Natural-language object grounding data
· · ·

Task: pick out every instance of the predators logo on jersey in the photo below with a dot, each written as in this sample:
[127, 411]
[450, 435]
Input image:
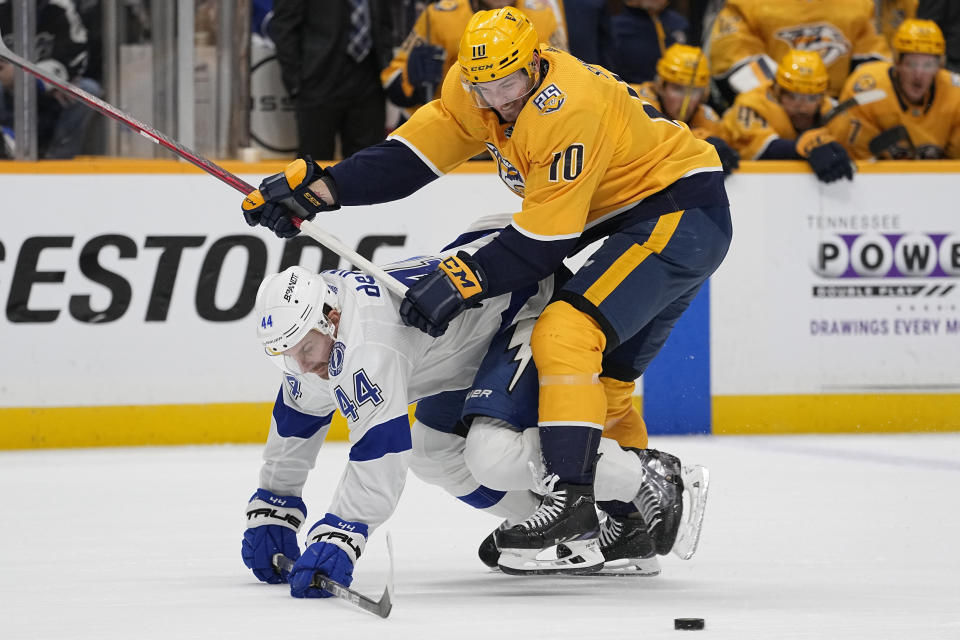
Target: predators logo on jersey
[550, 99]
[508, 173]
[822, 38]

· · ·

## Prompt
The pictures should be dropped, and every line above should be set down again exactly.

## Task solution
Task: pick out every instance of the predators logo on jersey in the photo below with a dot, each written as in this sample:
[127, 411]
[450, 435]
Input image:
Target: predators logo on jersey
[550, 99]
[508, 173]
[822, 38]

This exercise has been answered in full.